Named-object pointing rows

....

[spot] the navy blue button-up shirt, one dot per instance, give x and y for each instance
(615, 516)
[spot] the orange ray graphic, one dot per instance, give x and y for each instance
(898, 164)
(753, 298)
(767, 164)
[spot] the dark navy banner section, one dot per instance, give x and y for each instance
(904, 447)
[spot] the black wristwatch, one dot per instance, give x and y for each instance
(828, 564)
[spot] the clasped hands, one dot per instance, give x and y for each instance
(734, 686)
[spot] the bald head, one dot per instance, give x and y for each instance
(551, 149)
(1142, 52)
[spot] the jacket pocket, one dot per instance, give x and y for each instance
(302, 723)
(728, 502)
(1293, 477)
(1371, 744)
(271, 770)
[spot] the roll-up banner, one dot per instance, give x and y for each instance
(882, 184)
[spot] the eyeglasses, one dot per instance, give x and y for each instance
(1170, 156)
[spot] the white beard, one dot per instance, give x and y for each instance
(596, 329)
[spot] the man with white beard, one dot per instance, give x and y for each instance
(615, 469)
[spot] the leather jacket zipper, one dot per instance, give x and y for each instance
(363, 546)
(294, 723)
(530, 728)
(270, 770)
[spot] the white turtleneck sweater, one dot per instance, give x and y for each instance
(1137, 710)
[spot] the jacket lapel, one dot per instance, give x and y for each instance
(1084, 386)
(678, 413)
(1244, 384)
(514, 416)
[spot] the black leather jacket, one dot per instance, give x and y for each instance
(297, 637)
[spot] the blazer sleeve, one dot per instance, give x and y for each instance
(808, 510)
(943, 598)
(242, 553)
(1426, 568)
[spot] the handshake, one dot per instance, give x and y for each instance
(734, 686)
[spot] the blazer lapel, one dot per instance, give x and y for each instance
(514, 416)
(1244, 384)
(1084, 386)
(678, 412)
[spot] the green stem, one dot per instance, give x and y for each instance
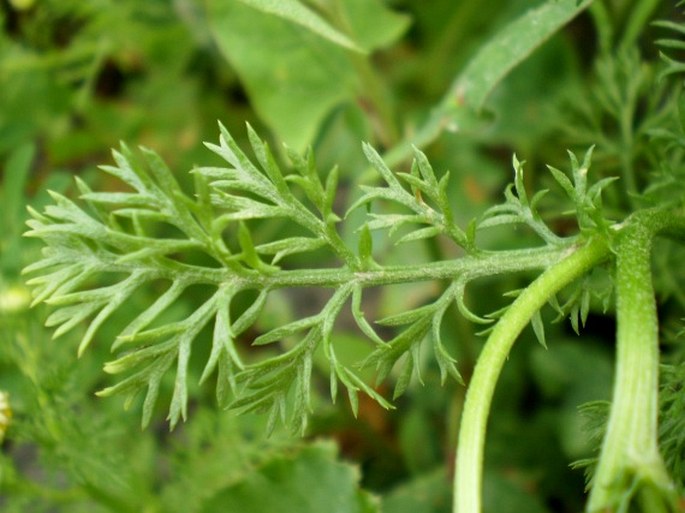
(469, 457)
(630, 452)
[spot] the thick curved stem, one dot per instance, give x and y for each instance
(469, 457)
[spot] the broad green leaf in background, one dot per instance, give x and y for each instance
(310, 481)
(295, 11)
(293, 77)
(371, 24)
(474, 84)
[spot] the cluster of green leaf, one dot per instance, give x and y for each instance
(282, 284)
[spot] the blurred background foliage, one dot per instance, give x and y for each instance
(78, 76)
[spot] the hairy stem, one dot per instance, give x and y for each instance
(630, 453)
(470, 448)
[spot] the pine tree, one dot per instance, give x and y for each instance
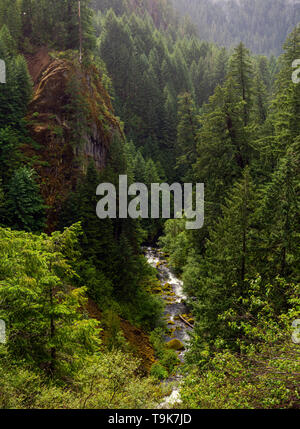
(186, 136)
(24, 204)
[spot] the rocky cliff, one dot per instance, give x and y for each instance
(71, 120)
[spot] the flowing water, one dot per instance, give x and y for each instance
(174, 308)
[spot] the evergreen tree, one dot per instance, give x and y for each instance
(24, 205)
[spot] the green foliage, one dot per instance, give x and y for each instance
(253, 22)
(39, 304)
(25, 209)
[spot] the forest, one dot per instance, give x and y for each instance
(162, 91)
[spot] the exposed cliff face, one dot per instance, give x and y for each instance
(137, 338)
(71, 119)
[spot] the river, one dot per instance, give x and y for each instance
(175, 308)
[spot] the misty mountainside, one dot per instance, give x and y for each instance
(262, 25)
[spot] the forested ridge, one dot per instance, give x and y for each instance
(151, 98)
(261, 25)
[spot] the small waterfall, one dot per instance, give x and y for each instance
(174, 308)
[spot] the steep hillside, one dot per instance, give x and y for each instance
(70, 118)
(262, 25)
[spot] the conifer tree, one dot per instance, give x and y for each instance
(25, 208)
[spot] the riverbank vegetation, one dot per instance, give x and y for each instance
(150, 99)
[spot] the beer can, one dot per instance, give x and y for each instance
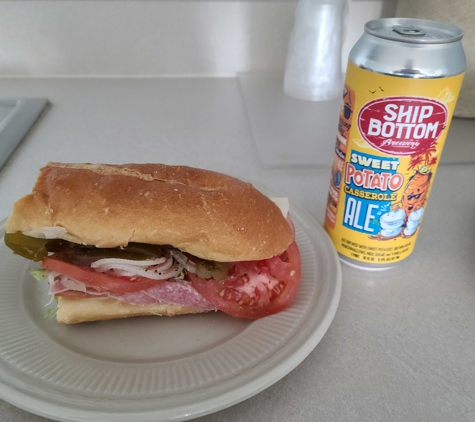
(402, 83)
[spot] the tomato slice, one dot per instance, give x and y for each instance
(254, 289)
(99, 281)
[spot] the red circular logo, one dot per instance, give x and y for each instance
(402, 125)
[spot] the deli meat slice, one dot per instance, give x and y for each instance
(175, 291)
(178, 291)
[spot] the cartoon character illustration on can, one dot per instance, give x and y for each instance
(406, 215)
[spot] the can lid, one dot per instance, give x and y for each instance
(416, 31)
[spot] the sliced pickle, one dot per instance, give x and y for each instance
(36, 249)
(212, 269)
(26, 246)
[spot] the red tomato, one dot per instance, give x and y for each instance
(254, 289)
(99, 281)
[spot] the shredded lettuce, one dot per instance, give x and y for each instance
(39, 274)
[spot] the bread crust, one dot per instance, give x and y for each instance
(204, 213)
(75, 311)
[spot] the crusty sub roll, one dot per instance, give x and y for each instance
(207, 214)
(74, 311)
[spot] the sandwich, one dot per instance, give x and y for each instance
(117, 241)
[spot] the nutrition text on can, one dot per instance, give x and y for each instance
(402, 84)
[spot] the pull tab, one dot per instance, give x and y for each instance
(409, 30)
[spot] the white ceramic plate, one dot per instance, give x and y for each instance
(152, 368)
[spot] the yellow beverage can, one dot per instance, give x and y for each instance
(398, 103)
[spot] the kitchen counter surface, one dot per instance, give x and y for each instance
(401, 346)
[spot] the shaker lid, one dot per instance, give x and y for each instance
(415, 31)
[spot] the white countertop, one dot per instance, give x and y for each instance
(401, 346)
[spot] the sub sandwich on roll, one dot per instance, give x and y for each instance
(118, 241)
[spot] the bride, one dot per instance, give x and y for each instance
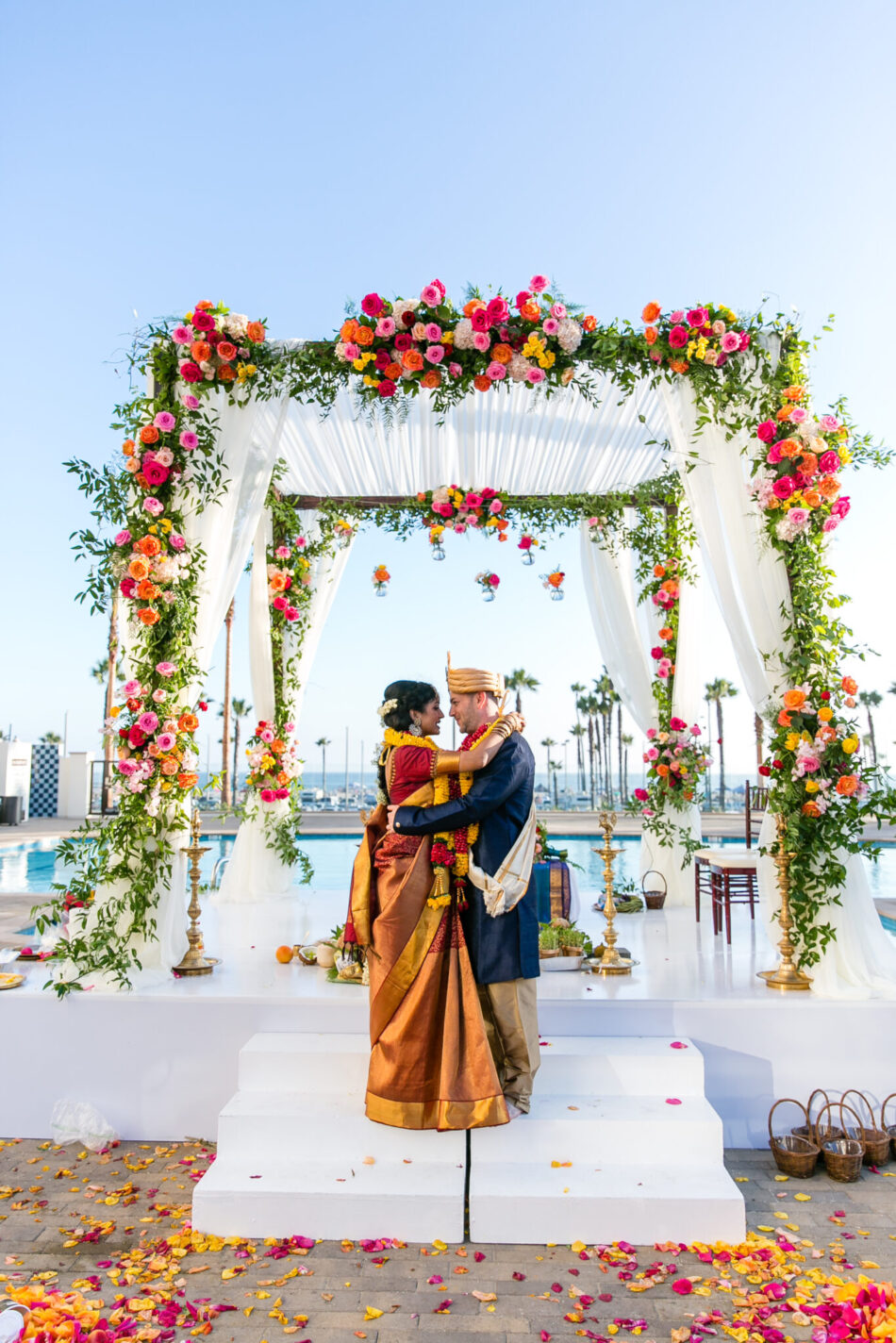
(430, 1060)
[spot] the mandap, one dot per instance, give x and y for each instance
(689, 433)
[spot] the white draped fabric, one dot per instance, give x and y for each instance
(254, 871)
(626, 630)
(750, 583)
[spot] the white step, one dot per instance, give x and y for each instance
(634, 1202)
(256, 1126)
(579, 1065)
(332, 1200)
(605, 1130)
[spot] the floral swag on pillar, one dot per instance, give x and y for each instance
(389, 352)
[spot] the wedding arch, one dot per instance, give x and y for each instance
(512, 418)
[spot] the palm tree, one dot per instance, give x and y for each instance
(520, 681)
(225, 709)
(716, 692)
(871, 700)
(547, 743)
(323, 743)
(579, 746)
(579, 734)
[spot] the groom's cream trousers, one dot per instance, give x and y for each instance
(512, 1028)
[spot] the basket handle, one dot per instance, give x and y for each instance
(883, 1121)
(788, 1100)
(865, 1103)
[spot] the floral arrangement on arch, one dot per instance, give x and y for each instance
(273, 764)
(798, 485)
(406, 345)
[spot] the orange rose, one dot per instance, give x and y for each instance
(139, 569)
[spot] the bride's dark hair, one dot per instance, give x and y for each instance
(407, 694)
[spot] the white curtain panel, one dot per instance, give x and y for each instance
(254, 871)
(750, 582)
(625, 636)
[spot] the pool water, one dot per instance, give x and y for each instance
(32, 868)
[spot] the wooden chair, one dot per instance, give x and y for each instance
(755, 799)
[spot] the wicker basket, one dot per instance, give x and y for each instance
(793, 1155)
(876, 1139)
(655, 899)
(807, 1130)
(842, 1156)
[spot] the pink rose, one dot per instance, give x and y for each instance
(678, 338)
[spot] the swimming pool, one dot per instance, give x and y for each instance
(31, 867)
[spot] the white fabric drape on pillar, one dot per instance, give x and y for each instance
(750, 582)
(254, 871)
(625, 636)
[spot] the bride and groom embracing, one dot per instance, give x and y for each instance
(440, 905)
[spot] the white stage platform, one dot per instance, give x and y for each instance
(161, 1063)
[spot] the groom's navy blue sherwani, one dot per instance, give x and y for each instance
(506, 947)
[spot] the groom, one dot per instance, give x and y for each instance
(504, 947)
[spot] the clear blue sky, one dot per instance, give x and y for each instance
(285, 156)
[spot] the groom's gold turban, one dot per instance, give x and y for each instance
(472, 680)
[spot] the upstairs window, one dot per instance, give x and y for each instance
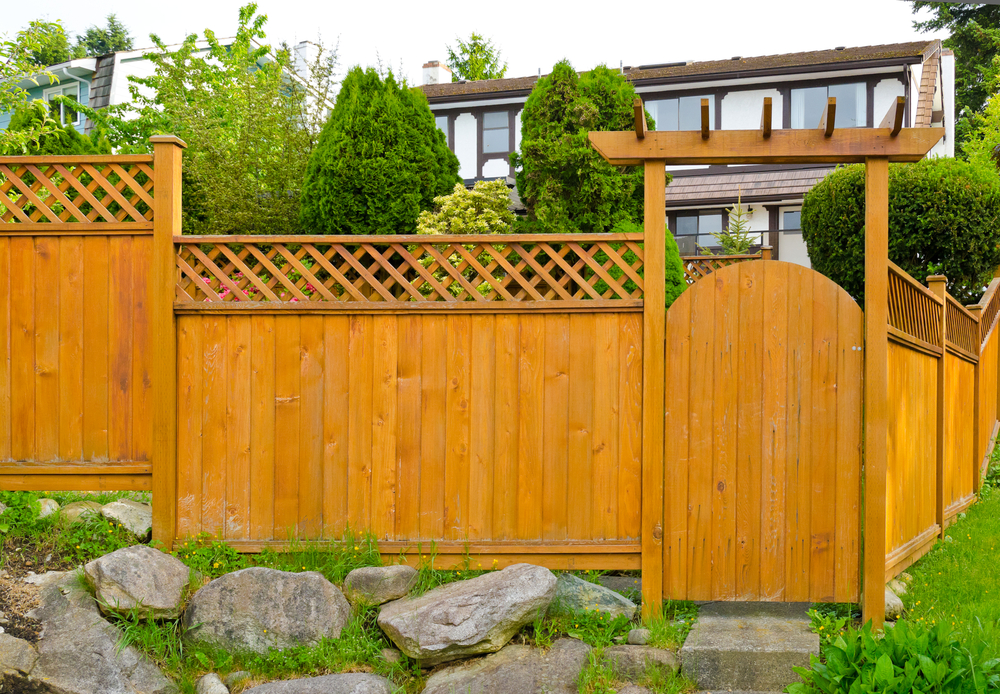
(496, 132)
(808, 105)
(64, 114)
(681, 114)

....

(Problem details): Reproduce verbatim the rows from the line containing "[spot] the groom, one" through the last of the rows, both ends included. Leave the pictures out of your copy.

(Output of the exercise):
[spot] the groom, one dot per instance, give x and y for each instance
(504, 947)
[spot] the clear blue sky, one dot per instance, give x and y for each instance
(285, 156)
[spot] the groom's gold turban, one dot per instance, give x and y for each instance
(472, 680)
[spot] the upstairs window, one dot per instance, give x and y for each instance
(496, 132)
(808, 105)
(64, 114)
(681, 114)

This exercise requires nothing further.